═════ Dataset content ═════
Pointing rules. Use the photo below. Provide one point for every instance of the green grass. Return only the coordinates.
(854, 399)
═════
═════ Dataset content ═════
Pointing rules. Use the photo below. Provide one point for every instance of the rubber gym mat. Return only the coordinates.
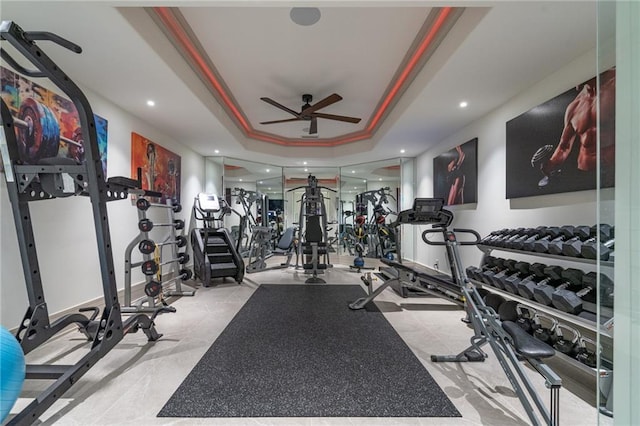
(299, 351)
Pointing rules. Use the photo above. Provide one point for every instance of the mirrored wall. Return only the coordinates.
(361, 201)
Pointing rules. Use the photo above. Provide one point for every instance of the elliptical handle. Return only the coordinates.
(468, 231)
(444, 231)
═════
» **What needs to be done**:
Count the lines of the material above that contain the string "point", matching case exactly. Give only the number.

» **Solution to this exercise**:
4